- _Written exercise 1_
Reproduce word for word the stretch of the listing below that starts with the line containing "If you could tag the anther" and runs through the end of the listing, including both of those ends.
[start of Passage to read]
They’ve Theatres, We’ve Monuments

At the BOH Cameronian Arts Awards 2003 last year, sitting next to Ghafir Akbar, a fellow nominee for the Best Solo Performer, I was preparing myself to, basically, not win. So when my name was announced, I didn’t hear it at first. I only realised it when my husband Siva turned towards me in open-mouthed wonder while Ghafir nearly wrenched my arm off. I literally staggered on to the stage, received the trophy from the Australian High Commissioner, made my speech in a daze (and forgot to thank my fellow actors! Forgive me…) and somnambulated back to my seat. At which point Ghafir asked me, “Do you know what you won?” “Why?” I asked in puzzlement. When he told me that I had won an all expense paid trip to attend the Melbourne Arts Festival sponsored by the Australian High Commission, I literally flew to Alpha Centauri and back.

The 2004 Melbourne International Arts Festival, which celebrated the Voice, was a 17 days long series of events starting on 7th October 2004. In celebrating the voice in 2004 the programme dealt with the “voice” in dance, theatre and music. Even though my all expense paid trip was to last for only five days, I knew I was in for a treat.

It’s Cold in Technology Heaven

The cross-media stage performance Alladeen was quite extraordinary in its use of technology. The performance, featuring actors from New York and London, had lavish, huge split-screen projections of technologically enhanced cities and workplaces. It encompassed the collaborative works of Artistic Director of The Builders Association, Marianne Weems (director of the piece) a music video (directed by Ali Zaidi, of motiroti and featuring music by Shri) and a web project, www.alladeen.com (directed by Ali Zaidi}.

A Bangalore call-centre is the link, where bright young Indian workers are trained not only to sound like Americans, but to project false cultural identities that disguise who and where they really are – even to the point of being able to give road-map directions to someone lost in northern California! Who is really lost? The person in America or the Indian workers required to sublimate everything Indian in them and “live” American lives while at work?

The split-screen projections showed actual interviews with Bangalore call-centre workers, spliced with actors being interviewed for jobs at a call-centre, on the job training to speak American English, and the beginnings of a love interest. These simultaneous projections took me to technology heaven but left me strangely cold. Technology had overwhelmed the show. The script was really nothing to speak for; the language was mundane and simplistic. The acting was competent and the Oscar went to the footage from real call-centre workers.
[end of Passage to read]
[start of Entries supplied]
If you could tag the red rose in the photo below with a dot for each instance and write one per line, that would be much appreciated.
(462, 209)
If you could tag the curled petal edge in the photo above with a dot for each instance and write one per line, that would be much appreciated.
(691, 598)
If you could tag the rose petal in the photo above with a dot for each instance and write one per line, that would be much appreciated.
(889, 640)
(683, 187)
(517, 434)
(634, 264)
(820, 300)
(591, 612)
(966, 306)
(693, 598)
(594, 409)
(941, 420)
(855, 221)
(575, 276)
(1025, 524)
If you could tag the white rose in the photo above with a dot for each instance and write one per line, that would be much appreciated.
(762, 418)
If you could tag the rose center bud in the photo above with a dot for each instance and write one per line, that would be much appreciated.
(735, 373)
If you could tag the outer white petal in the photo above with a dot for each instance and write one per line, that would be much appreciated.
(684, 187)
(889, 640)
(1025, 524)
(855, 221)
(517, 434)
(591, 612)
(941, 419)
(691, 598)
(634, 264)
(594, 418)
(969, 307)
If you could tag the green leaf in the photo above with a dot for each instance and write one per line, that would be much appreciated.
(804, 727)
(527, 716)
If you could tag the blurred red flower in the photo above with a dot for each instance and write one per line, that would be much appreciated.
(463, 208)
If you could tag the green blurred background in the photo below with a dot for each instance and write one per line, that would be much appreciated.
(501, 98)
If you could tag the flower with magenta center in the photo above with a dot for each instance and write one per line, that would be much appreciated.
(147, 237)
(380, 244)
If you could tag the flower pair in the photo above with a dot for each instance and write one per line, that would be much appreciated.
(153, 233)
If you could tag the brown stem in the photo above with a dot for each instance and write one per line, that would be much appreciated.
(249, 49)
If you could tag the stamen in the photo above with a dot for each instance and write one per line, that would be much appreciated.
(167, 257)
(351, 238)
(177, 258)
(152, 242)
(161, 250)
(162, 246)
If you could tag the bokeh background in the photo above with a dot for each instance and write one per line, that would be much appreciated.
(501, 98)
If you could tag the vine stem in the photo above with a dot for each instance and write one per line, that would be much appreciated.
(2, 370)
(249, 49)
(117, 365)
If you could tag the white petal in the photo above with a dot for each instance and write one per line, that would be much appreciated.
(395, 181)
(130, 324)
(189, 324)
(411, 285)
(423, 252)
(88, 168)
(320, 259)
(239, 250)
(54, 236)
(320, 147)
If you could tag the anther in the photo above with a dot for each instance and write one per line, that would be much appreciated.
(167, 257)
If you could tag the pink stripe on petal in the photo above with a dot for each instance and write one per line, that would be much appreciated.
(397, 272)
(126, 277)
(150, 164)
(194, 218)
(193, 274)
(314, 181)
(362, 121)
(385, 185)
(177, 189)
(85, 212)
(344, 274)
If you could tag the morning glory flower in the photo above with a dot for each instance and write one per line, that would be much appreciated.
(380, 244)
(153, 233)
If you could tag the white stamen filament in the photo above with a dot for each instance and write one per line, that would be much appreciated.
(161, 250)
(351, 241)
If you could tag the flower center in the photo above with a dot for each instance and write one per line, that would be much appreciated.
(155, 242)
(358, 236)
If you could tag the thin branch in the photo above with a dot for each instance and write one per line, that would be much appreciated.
[end of Entries supplied]
- _Written exercise 2_
According to the festival essay, how many days did the 2004 Melbourne International Arts Festival last?

- _Written solution 1_
If you could tag the anther in the photo above with a dot for each instance and write one per line, that would be much appreciated.
(167, 257)
If you could tag the pink stripe on petal in the photo above with a dot for each instance and write one per line, that would be much appreciated.
(397, 272)
(126, 277)
(150, 164)
(194, 218)
(193, 274)
(314, 181)
(362, 121)
(385, 185)
(177, 189)
(85, 212)
(344, 274)
If you could tag the morning glory flower in the photo above with a dot for each instance and write one per line, that would be much appreciated.
(380, 244)
(153, 233)
If you could tag the white stamen filament in the photo above with a dot for each instance and write one per line, that would be much appreciated.
(161, 250)
(351, 241)
If you could tag the flower center in the photo above with a dot for each instance and write one per line, that would be much appreciated.
(155, 242)
(358, 236)
If you could tag the thin branch in the photo above with a dot for each instance and write one per line, that would be much appreciated.

- _Written solution 2_
17 days.